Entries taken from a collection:
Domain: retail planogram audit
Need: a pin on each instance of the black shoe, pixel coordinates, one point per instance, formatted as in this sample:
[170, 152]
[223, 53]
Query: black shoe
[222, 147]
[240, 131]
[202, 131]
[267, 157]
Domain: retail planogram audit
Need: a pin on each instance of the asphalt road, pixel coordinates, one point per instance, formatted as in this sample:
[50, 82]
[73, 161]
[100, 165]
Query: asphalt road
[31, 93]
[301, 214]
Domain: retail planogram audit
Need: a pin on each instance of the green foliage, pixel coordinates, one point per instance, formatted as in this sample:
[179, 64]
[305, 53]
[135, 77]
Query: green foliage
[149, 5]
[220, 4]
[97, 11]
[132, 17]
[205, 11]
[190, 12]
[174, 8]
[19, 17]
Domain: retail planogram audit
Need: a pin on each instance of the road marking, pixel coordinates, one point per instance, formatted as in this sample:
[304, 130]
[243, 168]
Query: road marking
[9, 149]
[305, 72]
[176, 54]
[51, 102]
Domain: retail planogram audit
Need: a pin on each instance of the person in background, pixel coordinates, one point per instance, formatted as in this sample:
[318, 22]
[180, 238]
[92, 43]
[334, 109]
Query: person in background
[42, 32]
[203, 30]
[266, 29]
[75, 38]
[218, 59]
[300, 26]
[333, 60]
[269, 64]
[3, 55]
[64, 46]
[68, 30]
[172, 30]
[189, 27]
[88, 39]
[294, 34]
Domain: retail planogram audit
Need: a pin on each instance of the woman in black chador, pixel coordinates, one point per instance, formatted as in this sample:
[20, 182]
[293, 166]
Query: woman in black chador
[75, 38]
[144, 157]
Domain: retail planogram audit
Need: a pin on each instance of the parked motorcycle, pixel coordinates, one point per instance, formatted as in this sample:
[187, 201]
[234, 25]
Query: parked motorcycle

(Task to carry out) Among the lines of the data, some may include "motorcycle" as a word or string; report how many, and nothing else.

(Answer for this exercise) 2